↓↓↓

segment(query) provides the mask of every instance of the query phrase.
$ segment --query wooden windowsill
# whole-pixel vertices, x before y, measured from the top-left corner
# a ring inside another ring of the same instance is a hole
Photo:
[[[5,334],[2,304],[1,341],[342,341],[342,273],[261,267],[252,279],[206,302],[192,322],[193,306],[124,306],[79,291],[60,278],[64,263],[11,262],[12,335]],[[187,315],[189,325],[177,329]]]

↑↑↑

* _Problem description_: Convert the records above into a Markdown table with the columns Row and Text. Give each nonblank line its own row, numbered in order.

* _Output below_:
| Row | Text |
|---|---|
| 1 | segment(query) provides the mask of every instance of the query phrase. |
| 2 | $ segment --query wooden windowsill |
| 3 | # whole-pixel vertices, x before y, measured from the top-left corner |
| 4 | # a ring inside another ring of the same instance is a hole |
| 5 | Photo: |
| 6 | [[[5,334],[2,304],[1,341],[342,341],[342,273],[261,267],[252,279],[206,302],[192,322],[193,306],[124,306],[79,291],[60,278],[64,263],[11,262],[12,335]],[[187,315],[189,325],[177,329]]] |